> [STATED EXERCISE]
Select every line in the records below that contains the word "paint", matching case exactly, and copy each one.

> [RECORDS SHOWN]

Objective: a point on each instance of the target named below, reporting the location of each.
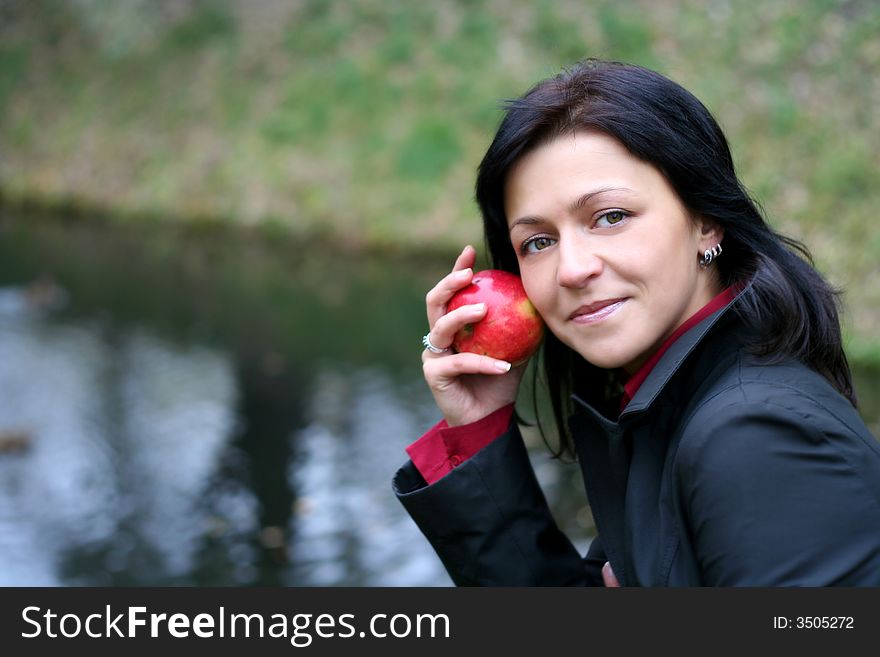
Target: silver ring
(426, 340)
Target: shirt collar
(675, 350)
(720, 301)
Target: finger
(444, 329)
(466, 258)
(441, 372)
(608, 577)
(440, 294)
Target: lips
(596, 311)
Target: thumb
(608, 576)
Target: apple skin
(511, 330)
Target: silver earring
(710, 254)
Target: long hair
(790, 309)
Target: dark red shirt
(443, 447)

...

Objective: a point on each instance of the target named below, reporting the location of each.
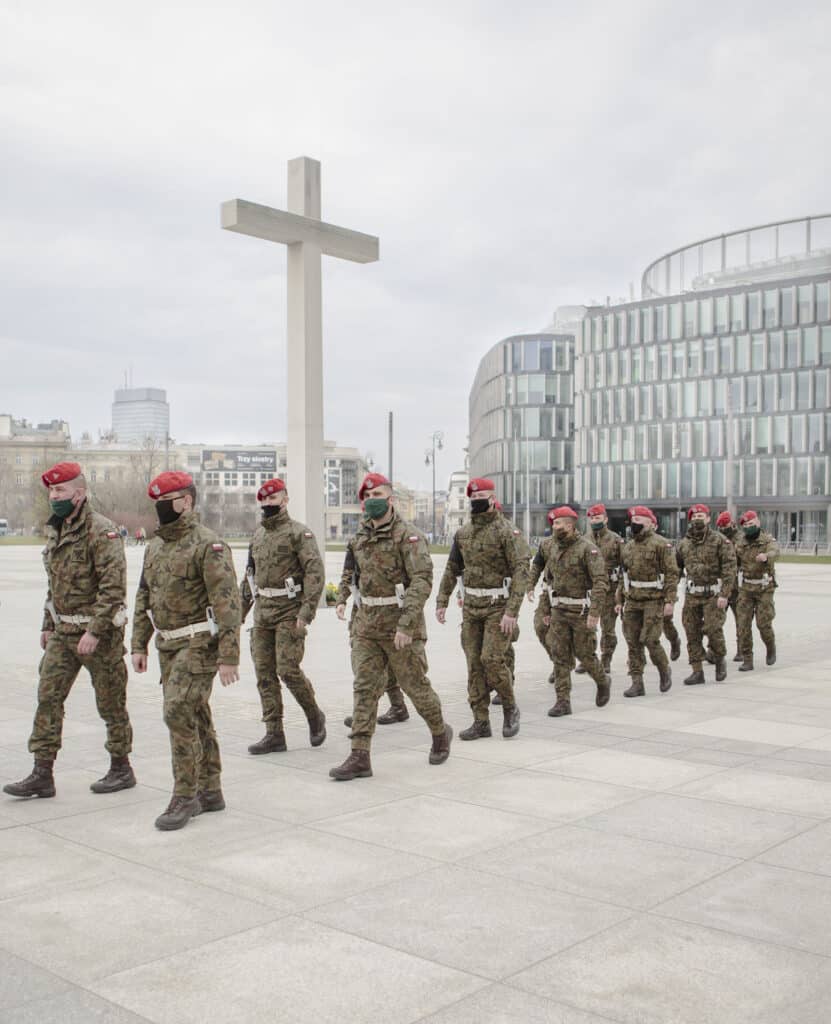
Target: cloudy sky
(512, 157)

---

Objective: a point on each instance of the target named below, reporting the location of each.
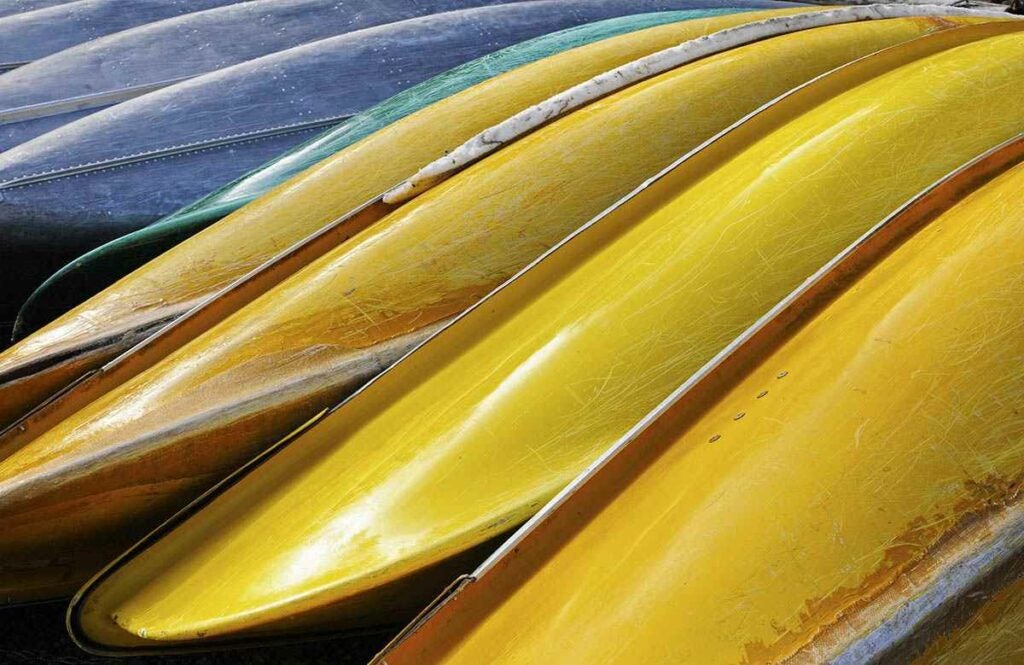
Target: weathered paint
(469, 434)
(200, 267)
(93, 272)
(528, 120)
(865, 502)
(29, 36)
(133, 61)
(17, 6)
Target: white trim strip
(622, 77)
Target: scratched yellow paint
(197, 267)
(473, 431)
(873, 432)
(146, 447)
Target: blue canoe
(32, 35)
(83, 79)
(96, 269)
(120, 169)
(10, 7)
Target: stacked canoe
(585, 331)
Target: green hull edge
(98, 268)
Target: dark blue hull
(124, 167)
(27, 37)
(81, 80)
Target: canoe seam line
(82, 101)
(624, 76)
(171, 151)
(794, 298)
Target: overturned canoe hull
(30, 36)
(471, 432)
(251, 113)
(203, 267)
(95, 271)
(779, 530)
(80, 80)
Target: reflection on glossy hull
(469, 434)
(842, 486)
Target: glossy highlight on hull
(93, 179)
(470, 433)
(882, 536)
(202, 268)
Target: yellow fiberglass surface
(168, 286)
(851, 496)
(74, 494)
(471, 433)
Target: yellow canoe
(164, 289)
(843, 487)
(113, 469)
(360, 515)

> [SOLUTION TO THIS EXERCISE]
Target: weathered paint
Target: scratched yellow paint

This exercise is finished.